━━ RECORDS PROVIDED ━━

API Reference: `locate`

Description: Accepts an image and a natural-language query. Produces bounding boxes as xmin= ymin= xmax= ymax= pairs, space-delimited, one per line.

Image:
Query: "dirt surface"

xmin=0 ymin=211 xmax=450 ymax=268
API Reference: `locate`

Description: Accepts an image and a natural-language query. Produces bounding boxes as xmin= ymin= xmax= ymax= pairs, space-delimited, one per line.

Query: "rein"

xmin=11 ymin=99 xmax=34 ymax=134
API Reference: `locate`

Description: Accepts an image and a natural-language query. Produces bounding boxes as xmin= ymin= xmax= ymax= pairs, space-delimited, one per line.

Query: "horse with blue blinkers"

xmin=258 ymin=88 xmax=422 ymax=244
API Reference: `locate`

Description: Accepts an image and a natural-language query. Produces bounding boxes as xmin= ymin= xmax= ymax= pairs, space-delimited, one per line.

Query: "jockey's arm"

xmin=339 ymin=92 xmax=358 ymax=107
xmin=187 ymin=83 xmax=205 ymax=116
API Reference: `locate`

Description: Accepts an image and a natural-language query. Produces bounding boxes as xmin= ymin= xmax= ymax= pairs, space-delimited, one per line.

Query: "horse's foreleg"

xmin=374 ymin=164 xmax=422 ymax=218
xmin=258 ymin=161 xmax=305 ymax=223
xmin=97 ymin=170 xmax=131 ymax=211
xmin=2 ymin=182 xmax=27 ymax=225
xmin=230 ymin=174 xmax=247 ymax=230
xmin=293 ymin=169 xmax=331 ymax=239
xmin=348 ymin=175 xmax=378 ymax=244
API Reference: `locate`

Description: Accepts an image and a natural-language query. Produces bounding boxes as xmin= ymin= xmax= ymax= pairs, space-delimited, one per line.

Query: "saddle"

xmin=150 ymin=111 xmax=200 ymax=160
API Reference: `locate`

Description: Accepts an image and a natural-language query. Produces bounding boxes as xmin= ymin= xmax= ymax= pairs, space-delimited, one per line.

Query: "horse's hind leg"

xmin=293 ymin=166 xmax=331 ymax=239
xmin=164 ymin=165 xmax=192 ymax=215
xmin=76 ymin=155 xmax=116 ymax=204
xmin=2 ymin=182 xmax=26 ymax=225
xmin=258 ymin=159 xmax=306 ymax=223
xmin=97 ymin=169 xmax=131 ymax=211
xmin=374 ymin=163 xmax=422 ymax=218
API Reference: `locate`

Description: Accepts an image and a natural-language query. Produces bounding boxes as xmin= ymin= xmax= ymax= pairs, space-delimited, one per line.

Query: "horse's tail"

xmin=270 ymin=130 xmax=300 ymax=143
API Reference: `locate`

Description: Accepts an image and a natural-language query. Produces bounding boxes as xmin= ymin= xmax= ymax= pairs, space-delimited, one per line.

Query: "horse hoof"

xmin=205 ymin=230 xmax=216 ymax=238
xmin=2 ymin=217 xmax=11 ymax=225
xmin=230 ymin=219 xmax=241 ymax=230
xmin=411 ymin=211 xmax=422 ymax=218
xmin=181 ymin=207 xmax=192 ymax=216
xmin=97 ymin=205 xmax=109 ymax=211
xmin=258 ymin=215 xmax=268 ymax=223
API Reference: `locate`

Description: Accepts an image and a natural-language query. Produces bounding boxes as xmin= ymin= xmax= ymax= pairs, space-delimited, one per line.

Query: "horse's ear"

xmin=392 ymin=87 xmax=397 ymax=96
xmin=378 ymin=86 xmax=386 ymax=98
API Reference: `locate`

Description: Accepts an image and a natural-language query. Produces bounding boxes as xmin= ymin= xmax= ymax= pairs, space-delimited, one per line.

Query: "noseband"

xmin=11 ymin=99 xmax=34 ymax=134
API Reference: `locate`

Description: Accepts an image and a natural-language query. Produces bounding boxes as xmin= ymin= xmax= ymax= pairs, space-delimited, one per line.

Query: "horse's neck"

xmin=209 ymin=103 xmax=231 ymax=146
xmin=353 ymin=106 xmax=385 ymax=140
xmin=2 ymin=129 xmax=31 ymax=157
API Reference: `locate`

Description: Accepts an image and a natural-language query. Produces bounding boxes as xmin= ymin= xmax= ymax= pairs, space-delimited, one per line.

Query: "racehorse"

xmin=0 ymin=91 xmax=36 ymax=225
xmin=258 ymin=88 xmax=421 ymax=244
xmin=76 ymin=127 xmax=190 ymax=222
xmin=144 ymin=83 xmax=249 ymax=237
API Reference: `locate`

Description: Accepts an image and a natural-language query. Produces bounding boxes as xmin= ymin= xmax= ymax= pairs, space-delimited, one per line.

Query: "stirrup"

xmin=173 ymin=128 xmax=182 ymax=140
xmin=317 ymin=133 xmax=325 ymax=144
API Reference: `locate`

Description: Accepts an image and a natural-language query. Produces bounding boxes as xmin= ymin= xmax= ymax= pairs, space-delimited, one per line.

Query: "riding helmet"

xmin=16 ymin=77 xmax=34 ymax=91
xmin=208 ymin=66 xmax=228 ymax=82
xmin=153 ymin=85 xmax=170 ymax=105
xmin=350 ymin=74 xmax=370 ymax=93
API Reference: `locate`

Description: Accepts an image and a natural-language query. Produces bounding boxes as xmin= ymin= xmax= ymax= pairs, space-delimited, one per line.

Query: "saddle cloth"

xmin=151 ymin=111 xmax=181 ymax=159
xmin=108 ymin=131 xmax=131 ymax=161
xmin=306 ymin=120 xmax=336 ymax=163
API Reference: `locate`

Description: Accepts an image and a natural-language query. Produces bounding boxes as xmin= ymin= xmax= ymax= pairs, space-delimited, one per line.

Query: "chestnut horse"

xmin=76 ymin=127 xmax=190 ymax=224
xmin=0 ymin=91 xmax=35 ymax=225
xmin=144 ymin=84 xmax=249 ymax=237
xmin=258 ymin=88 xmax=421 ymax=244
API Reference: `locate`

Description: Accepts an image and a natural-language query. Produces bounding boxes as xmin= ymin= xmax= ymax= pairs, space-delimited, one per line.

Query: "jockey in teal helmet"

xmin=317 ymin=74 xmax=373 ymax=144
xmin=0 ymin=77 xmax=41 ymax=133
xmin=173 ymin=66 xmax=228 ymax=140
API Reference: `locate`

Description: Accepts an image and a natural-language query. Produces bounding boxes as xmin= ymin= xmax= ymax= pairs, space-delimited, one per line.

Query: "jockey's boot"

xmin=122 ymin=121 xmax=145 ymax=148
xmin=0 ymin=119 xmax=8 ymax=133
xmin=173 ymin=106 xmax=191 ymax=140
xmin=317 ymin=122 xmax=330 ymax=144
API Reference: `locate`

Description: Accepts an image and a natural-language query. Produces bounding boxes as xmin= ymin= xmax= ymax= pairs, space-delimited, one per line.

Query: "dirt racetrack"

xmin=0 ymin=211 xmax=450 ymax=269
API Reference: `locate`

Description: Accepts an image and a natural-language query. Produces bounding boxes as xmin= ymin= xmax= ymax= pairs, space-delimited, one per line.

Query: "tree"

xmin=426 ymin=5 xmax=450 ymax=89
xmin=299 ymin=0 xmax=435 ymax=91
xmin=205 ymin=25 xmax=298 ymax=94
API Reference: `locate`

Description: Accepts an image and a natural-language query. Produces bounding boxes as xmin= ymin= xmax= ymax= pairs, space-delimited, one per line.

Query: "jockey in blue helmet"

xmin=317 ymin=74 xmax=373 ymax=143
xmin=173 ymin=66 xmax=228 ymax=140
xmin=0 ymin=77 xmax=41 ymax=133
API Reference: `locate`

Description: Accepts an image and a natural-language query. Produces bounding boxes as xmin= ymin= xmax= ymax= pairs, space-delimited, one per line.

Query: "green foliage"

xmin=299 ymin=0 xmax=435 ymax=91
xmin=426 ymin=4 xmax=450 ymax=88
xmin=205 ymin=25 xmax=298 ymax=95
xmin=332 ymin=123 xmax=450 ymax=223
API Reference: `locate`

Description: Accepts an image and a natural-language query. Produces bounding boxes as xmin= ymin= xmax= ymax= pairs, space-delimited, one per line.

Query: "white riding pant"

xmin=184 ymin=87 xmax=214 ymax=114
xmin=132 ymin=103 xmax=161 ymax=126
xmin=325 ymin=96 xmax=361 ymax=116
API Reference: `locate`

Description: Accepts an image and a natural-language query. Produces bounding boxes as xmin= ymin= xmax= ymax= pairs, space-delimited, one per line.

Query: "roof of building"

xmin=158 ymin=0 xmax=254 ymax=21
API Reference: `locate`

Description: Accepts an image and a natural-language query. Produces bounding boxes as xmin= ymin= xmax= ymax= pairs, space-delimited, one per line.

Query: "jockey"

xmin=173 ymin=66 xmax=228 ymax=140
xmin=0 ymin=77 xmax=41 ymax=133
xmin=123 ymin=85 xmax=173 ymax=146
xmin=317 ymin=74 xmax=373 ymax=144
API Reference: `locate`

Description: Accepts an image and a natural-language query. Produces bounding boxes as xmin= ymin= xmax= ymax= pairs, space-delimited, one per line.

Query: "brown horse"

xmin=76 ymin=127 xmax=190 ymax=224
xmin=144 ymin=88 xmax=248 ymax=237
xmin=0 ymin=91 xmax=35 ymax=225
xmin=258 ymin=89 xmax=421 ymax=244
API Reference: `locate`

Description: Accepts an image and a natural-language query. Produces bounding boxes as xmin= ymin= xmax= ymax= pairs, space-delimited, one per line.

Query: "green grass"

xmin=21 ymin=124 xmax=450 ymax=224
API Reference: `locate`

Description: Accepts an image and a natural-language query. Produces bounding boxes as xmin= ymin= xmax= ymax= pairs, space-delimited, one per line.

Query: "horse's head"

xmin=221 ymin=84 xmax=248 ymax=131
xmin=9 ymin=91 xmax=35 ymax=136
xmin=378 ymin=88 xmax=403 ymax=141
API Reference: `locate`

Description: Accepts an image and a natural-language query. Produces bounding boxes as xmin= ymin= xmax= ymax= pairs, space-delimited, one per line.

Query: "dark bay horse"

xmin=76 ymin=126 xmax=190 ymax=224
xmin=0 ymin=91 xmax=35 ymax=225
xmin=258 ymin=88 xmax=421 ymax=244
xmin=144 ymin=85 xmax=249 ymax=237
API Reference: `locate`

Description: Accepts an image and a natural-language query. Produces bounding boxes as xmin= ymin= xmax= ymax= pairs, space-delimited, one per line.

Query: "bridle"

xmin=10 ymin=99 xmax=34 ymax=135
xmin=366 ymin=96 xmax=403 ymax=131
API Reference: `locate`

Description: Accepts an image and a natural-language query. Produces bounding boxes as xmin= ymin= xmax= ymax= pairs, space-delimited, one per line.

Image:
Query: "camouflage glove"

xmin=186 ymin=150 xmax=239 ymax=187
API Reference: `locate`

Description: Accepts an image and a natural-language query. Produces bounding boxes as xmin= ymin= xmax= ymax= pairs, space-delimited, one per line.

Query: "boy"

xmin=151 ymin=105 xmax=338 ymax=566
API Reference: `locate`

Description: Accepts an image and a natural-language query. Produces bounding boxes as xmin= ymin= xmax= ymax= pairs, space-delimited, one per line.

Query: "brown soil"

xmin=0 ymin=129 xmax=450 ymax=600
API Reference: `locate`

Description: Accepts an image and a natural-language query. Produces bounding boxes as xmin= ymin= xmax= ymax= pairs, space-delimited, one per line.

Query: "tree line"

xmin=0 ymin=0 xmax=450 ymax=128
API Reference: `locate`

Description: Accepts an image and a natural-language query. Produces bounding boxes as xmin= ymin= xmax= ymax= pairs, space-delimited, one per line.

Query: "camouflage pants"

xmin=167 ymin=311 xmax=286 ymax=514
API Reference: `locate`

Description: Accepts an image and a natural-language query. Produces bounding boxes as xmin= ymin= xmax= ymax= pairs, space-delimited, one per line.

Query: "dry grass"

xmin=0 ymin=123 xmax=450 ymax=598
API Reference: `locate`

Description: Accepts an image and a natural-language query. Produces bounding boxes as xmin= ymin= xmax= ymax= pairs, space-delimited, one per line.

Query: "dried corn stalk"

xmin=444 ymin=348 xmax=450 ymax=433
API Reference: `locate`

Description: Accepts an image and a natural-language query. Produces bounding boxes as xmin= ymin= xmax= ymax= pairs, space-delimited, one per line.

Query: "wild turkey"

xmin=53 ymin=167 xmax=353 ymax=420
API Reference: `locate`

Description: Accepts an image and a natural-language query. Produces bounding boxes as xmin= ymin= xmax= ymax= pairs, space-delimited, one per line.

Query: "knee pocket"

━━━

*WHAT YOU SHOULD DO*
Starting at the first line and ending with the line that contains "xmin=0 ymin=211 xmax=450 ymax=268", please give those lines as a numbered list, leaving out any blank ones.

*RESULT OF THE TASK*
1. API Reference: `locate`
2. Description: Accepts an image and a natural-language query. Produces bounding boxes as xmin= ymin= xmax= ymax= pairs, space-delimited, one per line.
3. Image:
4. Query: "dirt surface"
5. xmin=0 ymin=211 xmax=450 ymax=268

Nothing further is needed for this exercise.